WORK TO BE COMPLETED: Rewrite the stretch from the line containing "Presence check: is the tree" through the line containing "[6,54,346,187]", changing "house" to "hut" and leaving everything else unchanged.

(Records)
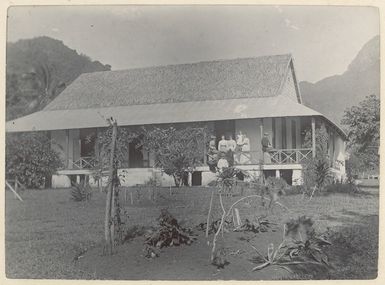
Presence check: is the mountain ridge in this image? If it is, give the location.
[299,36,380,124]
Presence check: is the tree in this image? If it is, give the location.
[95,118,137,255]
[6,37,111,120]
[302,124,331,197]
[142,126,208,186]
[6,132,63,188]
[342,95,380,172]
[342,95,380,152]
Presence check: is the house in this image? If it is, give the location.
[6,54,346,187]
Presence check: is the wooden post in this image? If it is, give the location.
[311,117,315,158]
[64,130,70,168]
[233,208,242,228]
[104,119,117,254]
[203,129,207,165]
[259,118,263,139]
[5,181,23,202]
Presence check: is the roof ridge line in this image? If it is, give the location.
[79,53,292,74]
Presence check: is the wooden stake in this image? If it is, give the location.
[5,181,23,202]
[104,120,117,255]
[234,208,242,228]
[206,189,214,237]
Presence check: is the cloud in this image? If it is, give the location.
[285,18,299,31]
[274,5,283,14]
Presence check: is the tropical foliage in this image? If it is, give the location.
[141,126,208,186]
[6,37,111,120]
[5,132,62,188]
[302,124,332,194]
[342,95,380,172]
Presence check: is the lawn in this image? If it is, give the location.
[5,187,378,280]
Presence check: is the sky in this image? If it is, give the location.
[7,6,379,82]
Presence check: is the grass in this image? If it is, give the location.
[5,187,378,280]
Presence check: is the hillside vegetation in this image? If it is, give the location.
[6,37,111,120]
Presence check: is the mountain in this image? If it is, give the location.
[6,36,111,120]
[299,36,380,124]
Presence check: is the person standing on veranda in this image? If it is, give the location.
[226,135,237,166]
[261,133,273,163]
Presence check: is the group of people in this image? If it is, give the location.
[207,131,250,170]
[207,131,273,172]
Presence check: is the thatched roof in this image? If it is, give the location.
[6,55,345,137]
[6,95,322,132]
[44,54,291,110]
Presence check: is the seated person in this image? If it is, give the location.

FINISHED EXERCISE:
Presence check: is the tree in this image? If it is, give the location.
[95,118,137,255]
[6,37,111,120]
[302,124,331,197]
[142,126,208,186]
[6,132,63,188]
[342,95,380,172]
[342,95,380,152]
Presence check: is the hut in this image? If it is, give the location.
[6,54,346,187]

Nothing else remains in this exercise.